## Try it
Nothing but the entries, copied exactly, should appear in the response.

────

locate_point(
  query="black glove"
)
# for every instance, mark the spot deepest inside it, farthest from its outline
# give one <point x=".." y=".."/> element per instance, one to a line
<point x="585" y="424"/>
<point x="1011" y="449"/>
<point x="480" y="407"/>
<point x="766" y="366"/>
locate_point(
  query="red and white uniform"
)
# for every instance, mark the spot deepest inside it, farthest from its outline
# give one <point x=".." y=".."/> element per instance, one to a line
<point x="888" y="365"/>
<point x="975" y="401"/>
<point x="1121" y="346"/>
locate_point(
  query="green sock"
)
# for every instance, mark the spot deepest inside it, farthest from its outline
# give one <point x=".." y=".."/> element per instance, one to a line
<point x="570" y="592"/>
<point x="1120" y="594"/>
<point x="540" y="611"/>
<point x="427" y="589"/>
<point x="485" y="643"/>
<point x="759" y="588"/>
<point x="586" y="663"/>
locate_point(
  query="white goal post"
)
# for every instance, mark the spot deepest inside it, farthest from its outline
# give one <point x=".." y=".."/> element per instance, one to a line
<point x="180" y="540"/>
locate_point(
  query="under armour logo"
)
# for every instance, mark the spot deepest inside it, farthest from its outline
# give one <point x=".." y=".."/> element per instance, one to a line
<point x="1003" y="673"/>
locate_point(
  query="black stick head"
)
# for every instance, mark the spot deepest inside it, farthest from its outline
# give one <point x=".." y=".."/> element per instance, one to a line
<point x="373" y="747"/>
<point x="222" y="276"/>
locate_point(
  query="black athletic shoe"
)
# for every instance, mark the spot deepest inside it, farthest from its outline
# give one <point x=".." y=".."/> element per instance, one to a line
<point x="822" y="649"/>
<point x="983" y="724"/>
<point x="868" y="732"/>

────

## Expected answer
locate_point(
  query="black glove"
)
# for every instance, mark the spot deepest inside it, farthest from its outline
# give one <point x=".." y=".."/> element per instance, one to a line
<point x="585" y="424"/>
<point x="1011" y="449"/>
<point x="480" y="407"/>
<point x="766" y="366"/>
locate_point(
  query="red and white uniform"
)
# for every instance, mark the spot deepest inside it, farthest from its outline
# give one <point x=".." y=".."/> element per instance, one to a line
<point x="888" y="365"/>
<point x="975" y="401"/>
<point x="1121" y="346"/>
locate_point(
  query="green sock"
)
# for every instance, mark the spot deepest inside it, farthest from its outline
# give one <point x=".." y=".."/> element per instance, one to a line
<point x="570" y="592"/>
<point x="1120" y="594"/>
<point x="540" y="611"/>
<point x="427" y="589"/>
<point x="485" y="643"/>
<point x="759" y="588"/>
<point x="586" y="663"/>
locate_point(
  query="white goal post"
)
# for every instance, mark the spot deepest inside it, farthest from its outline
# give one <point x=".." y=".."/> element per instance, one to a line
<point x="180" y="540"/>
locate_point(
  query="under armour logo"
)
# for every instance, mark the spot deepest inside it, farthest from its outline
# give one <point x=".." y=".."/> element per instance, one to a line
<point x="1003" y="673"/>
locate_point(
  query="black stick head"
)
# for every instance, mark the spot deepest inside it, farthest from its outline
# give one <point x=".." y=".."/> element per instance, one to a line
<point x="373" y="747"/>
<point x="222" y="276"/>
locate_point(
  query="black athletic shoe"
)
# for every instance, mark the spot deepest inside it, farthest from its outline
# give one <point x=".." y=".."/> element per instance, one to a line
<point x="822" y="649"/>
<point x="983" y="724"/>
<point x="868" y="732"/>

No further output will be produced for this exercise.